Work to be completed: Copy every record below, exactly as written.

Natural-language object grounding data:
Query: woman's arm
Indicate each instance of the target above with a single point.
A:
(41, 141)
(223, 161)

Reply:
Query: woman's arm
Indicate each instance of the target above with a single point.
A:
(41, 141)
(223, 161)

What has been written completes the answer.